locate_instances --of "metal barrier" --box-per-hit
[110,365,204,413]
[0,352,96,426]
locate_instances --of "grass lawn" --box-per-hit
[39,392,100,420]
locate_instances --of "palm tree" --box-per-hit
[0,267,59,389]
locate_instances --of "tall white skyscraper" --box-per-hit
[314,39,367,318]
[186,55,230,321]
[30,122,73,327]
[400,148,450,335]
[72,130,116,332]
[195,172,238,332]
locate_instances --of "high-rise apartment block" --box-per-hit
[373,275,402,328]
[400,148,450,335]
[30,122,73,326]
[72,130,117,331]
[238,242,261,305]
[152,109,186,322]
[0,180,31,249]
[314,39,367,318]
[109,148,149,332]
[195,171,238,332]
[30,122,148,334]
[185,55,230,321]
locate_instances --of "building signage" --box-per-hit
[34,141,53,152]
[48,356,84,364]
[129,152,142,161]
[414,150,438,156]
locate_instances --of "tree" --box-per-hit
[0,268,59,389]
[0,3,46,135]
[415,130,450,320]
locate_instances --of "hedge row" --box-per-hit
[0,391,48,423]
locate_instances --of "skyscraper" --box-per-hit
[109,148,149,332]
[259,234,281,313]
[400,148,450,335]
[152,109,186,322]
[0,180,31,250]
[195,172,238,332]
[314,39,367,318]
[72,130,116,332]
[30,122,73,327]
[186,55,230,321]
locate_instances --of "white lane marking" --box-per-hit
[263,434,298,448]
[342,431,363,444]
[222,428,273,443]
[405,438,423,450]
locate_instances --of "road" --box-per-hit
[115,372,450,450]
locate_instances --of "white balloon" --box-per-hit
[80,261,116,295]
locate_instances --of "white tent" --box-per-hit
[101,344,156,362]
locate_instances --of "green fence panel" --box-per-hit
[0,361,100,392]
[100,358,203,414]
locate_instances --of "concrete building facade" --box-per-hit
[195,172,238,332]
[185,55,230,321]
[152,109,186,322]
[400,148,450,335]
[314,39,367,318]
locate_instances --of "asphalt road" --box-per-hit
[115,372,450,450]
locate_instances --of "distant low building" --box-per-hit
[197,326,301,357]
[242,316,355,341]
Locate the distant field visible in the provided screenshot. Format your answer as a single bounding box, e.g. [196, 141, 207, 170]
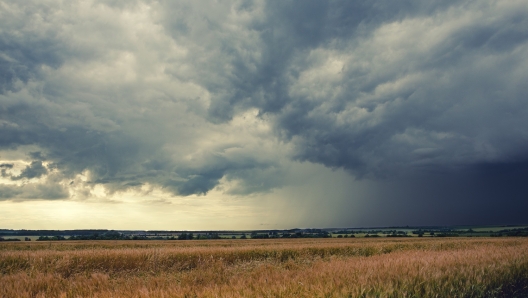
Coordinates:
[0, 237, 528, 297]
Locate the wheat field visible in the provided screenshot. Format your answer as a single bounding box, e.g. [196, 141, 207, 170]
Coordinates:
[0, 238, 528, 297]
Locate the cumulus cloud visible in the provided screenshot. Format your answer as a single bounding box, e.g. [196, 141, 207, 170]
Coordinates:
[0, 1, 528, 218]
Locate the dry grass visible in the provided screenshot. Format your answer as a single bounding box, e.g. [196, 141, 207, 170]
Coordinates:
[0, 238, 528, 297]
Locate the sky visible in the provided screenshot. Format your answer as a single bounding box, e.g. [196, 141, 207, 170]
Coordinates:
[0, 0, 528, 230]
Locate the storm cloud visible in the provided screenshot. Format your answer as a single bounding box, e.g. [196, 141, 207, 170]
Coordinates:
[0, 1, 528, 227]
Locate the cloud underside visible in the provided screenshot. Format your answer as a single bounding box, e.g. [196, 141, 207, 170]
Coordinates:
[0, 1, 528, 200]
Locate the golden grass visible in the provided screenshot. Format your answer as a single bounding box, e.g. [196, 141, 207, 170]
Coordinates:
[0, 238, 528, 297]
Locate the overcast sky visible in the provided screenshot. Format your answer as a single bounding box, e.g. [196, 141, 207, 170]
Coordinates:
[0, 0, 528, 230]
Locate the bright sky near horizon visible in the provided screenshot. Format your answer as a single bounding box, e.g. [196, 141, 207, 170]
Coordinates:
[0, 0, 528, 230]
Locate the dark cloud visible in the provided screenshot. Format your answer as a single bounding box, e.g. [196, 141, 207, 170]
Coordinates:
[0, 1, 528, 228]
[0, 183, 70, 201]
[11, 161, 48, 180]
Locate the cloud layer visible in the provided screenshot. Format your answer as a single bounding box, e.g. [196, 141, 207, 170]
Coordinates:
[0, 1, 528, 226]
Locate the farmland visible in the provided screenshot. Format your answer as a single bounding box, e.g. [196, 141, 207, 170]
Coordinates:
[0, 237, 528, 297]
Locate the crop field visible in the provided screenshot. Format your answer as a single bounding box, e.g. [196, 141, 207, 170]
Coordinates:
[0, 237, 528, 297]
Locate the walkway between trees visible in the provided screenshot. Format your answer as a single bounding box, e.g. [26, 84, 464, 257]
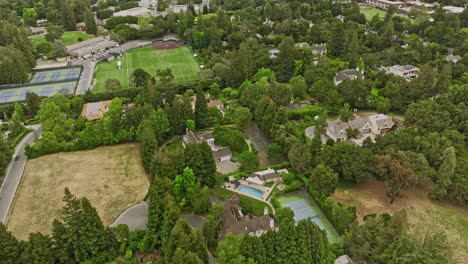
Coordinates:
[0, 125, 42, 223]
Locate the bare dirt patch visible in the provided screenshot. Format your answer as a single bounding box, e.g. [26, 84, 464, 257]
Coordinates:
[7, 144, 149, 239]
[333, 179, 468, 263]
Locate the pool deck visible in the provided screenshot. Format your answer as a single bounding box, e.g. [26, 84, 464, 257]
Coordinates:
[221, 179, 275, 214]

++++++++++++++++++++

The exercise:
Write out again every line from the start of the items through the line that contains "[0,267,59,389]", including the request lines, and shift each bounding-box coordinate in the answers up by 43.

Written response:
locate_instances --of "metal barrier" --box-per-hit
[153,408,247,456]
[43,395,139,469]
locate_instances --of "grass lawn" --box-per-hit
[82,435,143,463]
locate_instances --of "palm tree" --box-per-hit
[43,310,102,432]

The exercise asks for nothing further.